=== Document text ===
The BTP also ensured in 2023 that 37,716 ambulance trips had right-of-way clearance and that they were not stuck in traffic.
Published Jan 05, 2024 | 6:39 PM ⚊ Updated Jan 05, 2024 | 6:42 PM
Human Organs - Representative Photograph
The Bengaluru Traffic Police (BTP) facilitated a total of 22 green corridors in the year 2023 for the transport of vital human organs from hospitals where they were harvested from donors to the hospitals where recipients received the organs.
Green corridors are zero-traffic special routes that are managed in a way that all the traffic signals from the hospital where an organ is harvested and the hospital where it is to be transplanted are made green and controlled manually by the traffic police.
Thus, all the red signals on the way are skipped, thereby speeding up the travel time by several minutes — enough to save someone’s life.
The concept of green corridors has been in use since 2014 in India. Besides organs, they are also used to transport critically ill or critically injured patients
The Bengaluru traffic police expedited green corridors for five critically ill patients — including infants — who were being transported from one hospital to another in the city for transplant surgeries during 2023.
At least four separate head-injury patients were transported to hospitals through such routes last year.
The city’s traffic police also facilitated green corridors for nine hearts (including one live heart), two livers, two lungs, and one small bowel to be transported in zero traffic from the donor hospital to the transplant hospital.

=== Material shown ===
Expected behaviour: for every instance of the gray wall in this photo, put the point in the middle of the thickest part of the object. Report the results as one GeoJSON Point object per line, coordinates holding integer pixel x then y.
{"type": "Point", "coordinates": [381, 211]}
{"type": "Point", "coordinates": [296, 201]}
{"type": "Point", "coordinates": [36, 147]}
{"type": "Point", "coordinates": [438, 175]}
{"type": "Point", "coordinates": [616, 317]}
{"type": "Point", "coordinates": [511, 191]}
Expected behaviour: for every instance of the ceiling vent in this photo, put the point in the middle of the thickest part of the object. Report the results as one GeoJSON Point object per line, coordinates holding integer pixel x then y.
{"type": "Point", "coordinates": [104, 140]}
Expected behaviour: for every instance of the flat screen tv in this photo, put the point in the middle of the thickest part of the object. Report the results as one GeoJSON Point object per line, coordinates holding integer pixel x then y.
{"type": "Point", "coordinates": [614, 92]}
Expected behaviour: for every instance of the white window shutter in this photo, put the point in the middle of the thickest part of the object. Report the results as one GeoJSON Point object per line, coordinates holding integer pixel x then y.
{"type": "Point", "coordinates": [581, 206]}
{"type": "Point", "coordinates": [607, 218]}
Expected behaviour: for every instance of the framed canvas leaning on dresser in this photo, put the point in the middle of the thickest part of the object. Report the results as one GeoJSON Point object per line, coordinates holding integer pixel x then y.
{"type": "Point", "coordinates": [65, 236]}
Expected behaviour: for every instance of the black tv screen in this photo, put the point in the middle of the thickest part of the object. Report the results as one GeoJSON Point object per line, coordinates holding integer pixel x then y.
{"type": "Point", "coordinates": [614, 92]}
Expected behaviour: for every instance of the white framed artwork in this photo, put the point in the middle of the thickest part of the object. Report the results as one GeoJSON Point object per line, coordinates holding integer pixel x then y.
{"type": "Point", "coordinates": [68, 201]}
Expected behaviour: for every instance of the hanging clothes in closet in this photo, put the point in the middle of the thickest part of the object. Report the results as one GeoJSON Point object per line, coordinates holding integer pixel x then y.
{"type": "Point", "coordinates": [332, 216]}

=== Exercise A ===
According to the article on Bengaluru's green corridors, how many green corridors did the Bengaluru Traffic Police facilitate in 2023?
=== Exercise B ===
Decide whether each statement agrees with the article on Bengaluru's green corridors, answering yes or no and quoting the deciding words: (i) Green corridors have been in use in India since 2014. (ii) In 2023 the Bengaluru Traffic Police ensured right-of-way clearance for 37,716 ambulance trips. (iii) Green corridors were facilitated for three livers in 2023.
=== Exercise C ===
Resume the article on Bengaluru's green corridors from its last sentence.
The data comes from a source separate from the article on Bengaluru's green corridors.

=== Response A ===
22 green corridors.

=== Response B ===
(i) Yes: "The concept of green corridors has been in use since 2014 in India."
(ii) Yes: "The BTP also ensured in 2023 that 37,716 ambulance trips had right-of-way clearance"
(iii) No: "two livers"

=== Response C ===
The longest Green Corridor was on 24 August from the Sakra World Hospital in Bengaluru to the Kempegowda International Airport, where a pair of lungs were transported in zero traffic for about 42 kilometres.
The ambulance reached the airport in 38 minutes, a senior traffic police officer said.
“All vital human organs that are to be transported from donor hospitals to hospitals for transplant and the routes would be informed to us in advance,” Joint Commissioner of Police (Traffic) MN Anucheth told South First.
“The highest priority is given to the transportation of hearts,” he noted.
Bengaluru, as one of the biggest metropolitan cities in India, houses more state-of-the-art multispeciality hospitals than its peers.
The duration required for heart transport from the donor hospital to the recipient hospital is very short and requires immediate transport without much delay.
It is also the place where more heart transplants are carried out, according to Karnataka Health Department.
Besides this, the Bengaluru Traffic Police were instrumental in the year 2023 in providing around 37,716 ambulance trips with right-of-way clearance and ensuring that they were not stuck in traffic en route.
This was as and when the hospitals or patients intimated the control room or the traffic police department.
“The traffic police have been sensitised to give more priority to the movement of ambulances in the city,” said BTP officials.
“If the origin and the destination are provided on 112 or the 108 helpline, the traffic police will ensure unhindered movement of ambulance to the point of destination,” they added.